== Records provided ==
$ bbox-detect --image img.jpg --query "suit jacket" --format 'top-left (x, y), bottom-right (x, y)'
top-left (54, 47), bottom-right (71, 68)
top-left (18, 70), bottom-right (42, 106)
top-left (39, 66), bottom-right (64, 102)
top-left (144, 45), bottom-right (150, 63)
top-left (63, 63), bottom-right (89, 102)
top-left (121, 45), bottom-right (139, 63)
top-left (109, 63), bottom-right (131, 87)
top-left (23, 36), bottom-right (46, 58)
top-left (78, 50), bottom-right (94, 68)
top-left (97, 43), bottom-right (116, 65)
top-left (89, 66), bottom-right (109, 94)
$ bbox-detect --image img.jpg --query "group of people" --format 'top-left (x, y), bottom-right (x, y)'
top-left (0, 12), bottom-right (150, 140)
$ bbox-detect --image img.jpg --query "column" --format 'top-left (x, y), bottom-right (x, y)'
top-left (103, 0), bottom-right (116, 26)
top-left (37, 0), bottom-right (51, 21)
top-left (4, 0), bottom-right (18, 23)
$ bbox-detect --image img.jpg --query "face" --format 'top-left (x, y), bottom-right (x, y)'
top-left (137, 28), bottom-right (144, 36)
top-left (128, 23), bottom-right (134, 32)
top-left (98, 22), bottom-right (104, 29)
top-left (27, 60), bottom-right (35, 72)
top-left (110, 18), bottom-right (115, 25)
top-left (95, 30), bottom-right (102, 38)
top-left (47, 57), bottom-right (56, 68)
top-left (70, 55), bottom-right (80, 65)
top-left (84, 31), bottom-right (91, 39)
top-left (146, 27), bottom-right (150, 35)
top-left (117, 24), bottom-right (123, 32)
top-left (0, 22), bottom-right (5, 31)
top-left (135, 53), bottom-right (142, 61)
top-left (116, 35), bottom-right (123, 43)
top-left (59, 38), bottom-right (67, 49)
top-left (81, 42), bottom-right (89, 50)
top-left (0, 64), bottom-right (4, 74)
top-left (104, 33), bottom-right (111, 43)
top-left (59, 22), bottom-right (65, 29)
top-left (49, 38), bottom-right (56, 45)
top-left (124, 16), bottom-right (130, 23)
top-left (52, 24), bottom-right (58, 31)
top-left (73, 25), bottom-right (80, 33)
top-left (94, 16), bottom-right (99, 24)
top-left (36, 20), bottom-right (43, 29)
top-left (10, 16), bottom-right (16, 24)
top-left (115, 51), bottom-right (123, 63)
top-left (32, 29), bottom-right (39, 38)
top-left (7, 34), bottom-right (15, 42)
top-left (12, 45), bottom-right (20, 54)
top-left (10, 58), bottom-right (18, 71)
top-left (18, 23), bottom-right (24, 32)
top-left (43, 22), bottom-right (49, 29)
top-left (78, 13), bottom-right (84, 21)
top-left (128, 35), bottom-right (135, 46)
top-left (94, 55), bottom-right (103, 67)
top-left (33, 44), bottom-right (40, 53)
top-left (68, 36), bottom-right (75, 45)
===
» Task:
Each line of the data must come back exactly as written.

» Exercise result:
$ bbox-detect --image img.jpg --query "suit jacket" --format 'top-left (x, y), bottom-right (x, y)'
top-left (54, 47), bottom-right (71, 68)
top-left (18, 70), bottom-right (42, 106)
top-left (39, 66), bottom-right (64, 102)
top-left (144, 45), bottom-right (150, 63)
top-left (63, 63), bottom-right (89, 102)
top-left (121, 45), bottom-right (139, 63)
top-left (109, 63), bottom-right (131, 87)
top-left (23, 36), bottom-right (46, 58)
top-left (78, 50), bottom-right (94, 68)
top-left (97, 43), bottom-right (116, 65)
top-left (89, 66), bottom-right (109, 94)
$ bbox-detect --image img.jpg --query "group of people" --format 'top-left (x, y), bottom-right (x, y)'
top-left (0, 12), bottom-right (150, 140)
$ bbox-detect --image img.jpg --query "column" --format 'top-left (x, y), bottom-right (x, y)'
top-left (103, 0), bottom-right (116, 26)
top-left (37, 0), bottom-right (51, 21)
top-left (4, 0), bottom-right (18, 23)
$ bbox-detect --image img.jpg --query "face" --format 'top-left (x, y), bottom-right (x, y)'
top-left (137, 28), bottom-right (144, 36)
top-left (128, 23), bottom-right (134, 32)
top-left (98, 22), bottom-right (104, 29)
top-left (27, 60), bottom-right (35, 72)
top-left (110, 18), bottom-right (115, 25)
top-left (95, 30), bottom-right (102, 38)
top-left (47, 57), bottom-right (56, 68)
top-left (70, 55), bottom-right (80, 65)
top-left (84, 31), bottom-right (91, 39)
top-left (146, 27), bottom-right (150, 35)
top-left (117, 24), bottom-right (123, 32)
top-left (0, 22), bottom-right (5, 31)
top-left (135, 53), bottom-right (142, 61)
top-left (116, 35), bottom-right (123, 43)
top-left (59, 38), bottom-right (67, 49)
top-left (81, 42), bottom-right (89, 50)
top-left (0, 64), bottom-right (4, 74)
top-left (104, 33), bottom-right (111, 43)
top-left (59, 22), bottom-right (65, 29)
top-left (49, 38), bottom-right (56, 45)
top-left (124, 16), bottom-right (130, 23)
top-left (52, 24), bottom-right (58, 31)
top-left (73, 25), bottom-right (80, 33)
top-left (94, 16), bottom-right (99, 24)
top-left (36, 20), bottom-right (43, 29)
top-left (10, 16), bottom-right (16, 24)
top-left (115, 51), bottom-right (123, 63)
top-left (32, 29), bottom-right (39, 38)
top-left (7, 34), bottom-right (15, 42)
top-left (12, 45), bottom-right (20, 54)
top-left (10, 58), bottom-right (18, 71)
top-left (18, 23), bottom-right (24, 32)
top-left (43, 22), bottom-right (49, 29)
top-left (78, 13), bottom-right (84, 21)
top-left (128, 35), bottom-right (135, 46)
top-left (94, 55), bottom-right (103, 67)
top-left (33, 44), bottom-right (40, 53)
top-left (68, 36), bottom-right (75, 45)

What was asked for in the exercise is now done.